* What this task involves:
Show all lines below that contain the word "every", copying each one in full.

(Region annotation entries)
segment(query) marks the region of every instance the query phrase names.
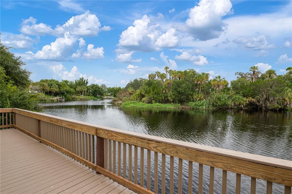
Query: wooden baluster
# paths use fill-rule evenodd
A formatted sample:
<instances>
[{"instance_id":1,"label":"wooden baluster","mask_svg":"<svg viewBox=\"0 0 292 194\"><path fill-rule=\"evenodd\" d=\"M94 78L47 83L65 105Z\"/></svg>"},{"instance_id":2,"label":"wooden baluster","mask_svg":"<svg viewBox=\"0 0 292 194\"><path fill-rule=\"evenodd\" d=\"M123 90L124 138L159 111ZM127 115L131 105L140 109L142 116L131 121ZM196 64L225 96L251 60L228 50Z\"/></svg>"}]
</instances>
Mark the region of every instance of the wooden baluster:
<instances>
[{"instance_id":1,"label":"wooden baluster","mask_svg":"<svg viewBox=\"0 0 292 194\"><path fill-rule=\"evenodd\" d=\"M118 142L118 175L121 176L121 142Z\"/></svg>"},{"instance_id":2,"label":"wooden baluster","mask_svg":"<svg viewBox=\"0 0 292 194\"><path fill-rule=\"evenodd\" d=\"M129 180L132 181L132 145L129 144Z\"/></svg>"},{"instance_id":3,"label":"wooden baluster","mask_svg":"<svg viewBox=\"0 0 292 194\"><path fill-rule=\"evenodd\" d=\"M151 151L147 150L147 189L151 187Z\"/></svg>"},{"instance_id":4,"label":"wooden baluster","mask_svg":"<svg viewBox=\"0 0 292 194\"><path fill-rule=\"evenodd\" d=\"M82 157L82 137L81 137L81 133L82 132L80 131L78 132L78 136L79 137L79 156ZM103 144L103 142L102 142L102 144ZM98 148L97 146L96 148ZM97 150L96 150L96 152L97 153Z\"/></svg>"},{"instance_id":5,"label":"wooden baluster","mask_svg":"<svg viewBox=\"0 0 292 194\"><path fill-rule=\"evenodd\" d=\"M227 184L227 171L223 170L222 175L222 194L226 194Z\"/></svg>"},{"instance_id":6,"label":"wooden baluster","mask_svg":"<svg viewBox=\"0 0 292 194\"><path fill-rule=\"evenodd\" d=\"M89 160L89 157L88 156L88 134L85 133L85 159Z\"/></svg>"},{"instance_id":7,"label":"wooden baluster","mask_svg":"<svg viewBox=\"0 0 292 194\"><path fill-rule=\"evenodd\" d=\"M109 139L109 170L112 172L112 140Z\"/></svg>"},{"instance_id":8,"label":"wooden baluster","mask_svg":"<svg viewBox=\"0 0 292 194\"><path fill-rule=\"evenodd\" d=\"M240 185L241 183L241 174L236 173L236 194L240 194Z\"/></svg>"},{"instance_id":9,"label":"wooden baluster","mask_svg":"<svg viewBox=\"0 0 292 194\"><path fill-rule=\"evenodd\" d=\"M138 183L138 147L134 147L134 182Z\"/></svg>"},{"instance_id":10,"label":"wooden baluster","mask_svg":"<svg viewBox=\"0 0 292 194\"><path fill-rule=\"evenodd\" d=\"M112 151L112 159L113 160L113 164L114 165L113 166L113 170L114 173L116 173L116 164L117 163L117 162L116 161L116 142L117 141L114 141L113 142L113 151Z\"/></svg>"},{"instance_id":11,"label":"wooden baluster","mask_svg":"<svg viewBox=\"0 0 292 194\"><path fill-rule=\"evenodd\" d=\"M161 156L161 193L165 194L165 154Z\"/></svg>"},{"instance_id":12,"label":"wooden baluster","mask_svg":"<svg viewBox=\"0 0 292 194\"><path fill-rule=\"evenodd\" d=\"M251 178L251 194L255 194L256 179L253 177Z\"/></svg>"},{"instance_id":13,"label":"wooden baluster","mask_svg":"<svg viewBox=\"0 0 292 194\"><path fill-rule=\"evenodd\" d=\"M273 183L269 181L267 181L267 194L272 194L273 190Z\"/></svg>"},{"instance_id":14,"label":"wooden baluster","mask_svg":"<svg viewBox=\"0 0 292 194\"><path fill-rule=\"evenodd\" d=\"M188 181L188 193L193 193L193 162L189 161Z\"/></svg>"},{"instance_id":15,"label":"wooden baluster","mask_svg":"<svg viewBox=\"0 0 292 194\"><path fill-rule=\"evenodd\" d=\"M85 134L84 132L82 132L81 133L81 137L82 137L82 157L84 159L85 158L85 144L84 142L85 139L84 138Z\"/></svg>"},{"instance_id":16,"label":"wooden baluster","mask_svg":"<svg viewBox=\"0 0 292 194\"><path fill-rule=\"evenodd\" d=\"M94 151L94 136L93 135L91 135L91 144L92 146L91 150L92 151L92 160L91 162L93 163L95 163L95 162L94 161L94 155L95 155L95 152Z\"/></svg>"},{"instance_id":17,"label":"wooden baluster","mask_svg":"<svg viewBox=\"0 0 292 194\"><path fill-rule=\"evenodd\" d=\"M213 194L214 190L214 167L210 167L210 178L209 185L209 193Z\"/></svg>"},{"instance_id":18,"label":"wooden baluster","mask_svg":"<svg viewBox=\"0 0 292 194\"><path fill-rule=\"evenodd\" d=\"M154 193L158 192L158 153L154 152Z\"/></svg>"},{"instance_id":19,"label":"wooden baluster","mask_svg":"<svg viewBox=\"0 0 292 194\"><path fill-rule=\"evenodd\" d=\"M178 159L178 193L182 194L182 159Z\"/></svg>"},{"instance_id":20,"label":"wooden baluster","mask_svg":"<svg viewBox=\"0 0 292 194\"><path fill-rule=\"evenodd\" d=\"M104 157L105 164L104 168L107 170L107 139L104 138L105 146L104 147Z\"/></svg>"},{"instance_id":21,"label":"wooden baluster","mask_svg":"<svg viewBox=\"0 0 292 194\"><path fill-rule=\"evenodd\" d=\"M174 158L170 156L170 169L169 169L170 177L169 177L169 193L173 193L173 174L174 172L173 168L174 167Z\"/></svg>"},{"instance_id":22,"label":"wooden baluster","mask_svg":"<svg viewBox=\"0 0 292 194\"><path fill-rule=\"evenodd\" d=\"M76 138L76 130L73 130L73 138L74 139L73 141L73 146L74 146L74 153L75 154L78 155L78 154L77 154L77 149L76 148L77 139ZM94 163L94 162L93 162L93 163Z\"/></svg>"},{"instance_id":23,"label":"wooden baluster","mask_svg":"<svg viewBox=\"0 0 292 194\"><path fill-rule=\"evenodd\" d=\"M105 139L96 136L96 165L105 167Z\"/></svg>"},{"instance_id":24,"label":"wooden baluster","mask_svg":"<svg viewBox=\"0 0 292 194\"><path fill-rule=\"evenodd\" d=\"M199 164L199 194L202 194L203 193L203 164Z\"/></svg>"},{"instance_id":25,"label":"wooden baluster","mask_svg":"<svg viewBox=\"0 0 292 194\"><path fill-rule=\"evenodd\" d=\"M288 186L285 186L285 191L284 192L284 194L291 194L291 187Z\"/></svg>"},{"instance_id":26,"label":"wooden baluster","mask_svg":"<svg viewBox=\"0 0 292 194\"><path fill-rule=\"evenodd\" d=\"M126 178L127 175L127 145L123 143L123 177Z\"/></svg>"}]
</instances>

* Correct response:
segment(query) marks the region of every instance the query phrase names.
Mark the region of every instance of the wooden baluster:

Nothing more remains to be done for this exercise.